▸ **Written problem**: Copy the lines from the one with "Tag every instance of the wooden" up to and including the one with "x=448 y=311", switching "road curb" to "stone curb" and keeping everything else the same.

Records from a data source
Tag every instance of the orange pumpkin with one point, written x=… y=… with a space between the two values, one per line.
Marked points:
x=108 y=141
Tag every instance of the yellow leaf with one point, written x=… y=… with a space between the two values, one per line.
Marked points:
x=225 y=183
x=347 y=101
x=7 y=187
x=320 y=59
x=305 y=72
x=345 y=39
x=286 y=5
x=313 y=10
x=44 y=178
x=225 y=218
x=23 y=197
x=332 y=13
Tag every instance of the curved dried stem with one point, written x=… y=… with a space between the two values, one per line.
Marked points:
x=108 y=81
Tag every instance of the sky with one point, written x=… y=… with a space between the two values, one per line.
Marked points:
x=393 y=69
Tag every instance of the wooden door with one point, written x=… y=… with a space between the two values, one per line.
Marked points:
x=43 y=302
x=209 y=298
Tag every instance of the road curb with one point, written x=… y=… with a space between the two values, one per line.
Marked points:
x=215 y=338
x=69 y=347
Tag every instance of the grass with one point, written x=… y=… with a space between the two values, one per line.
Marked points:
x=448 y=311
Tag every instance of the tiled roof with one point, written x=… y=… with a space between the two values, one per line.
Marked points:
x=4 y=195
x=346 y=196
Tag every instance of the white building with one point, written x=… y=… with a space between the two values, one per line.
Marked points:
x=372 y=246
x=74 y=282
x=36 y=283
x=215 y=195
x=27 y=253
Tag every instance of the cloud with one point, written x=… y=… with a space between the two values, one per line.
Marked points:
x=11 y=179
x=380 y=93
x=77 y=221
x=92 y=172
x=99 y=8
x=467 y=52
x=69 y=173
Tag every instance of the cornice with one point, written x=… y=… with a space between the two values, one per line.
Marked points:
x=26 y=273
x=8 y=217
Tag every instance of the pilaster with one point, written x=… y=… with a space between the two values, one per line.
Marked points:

▸ **The completed task**:
Tag every instance of the wooden door with one point, written x=… y=… with a space between the two values, one per line.
Marked points:
x=43 y=302
x=209 y=298
Tag every instance of the stone curb with one point, written x=… y=… with a space between the two values, one per line.
Marked points:
x=215 y=338
x=69 y=347
Tag every instance of the grass with one point, written x=… y=… with a space between the two values, one per line.
Marked points:
x=448 y=311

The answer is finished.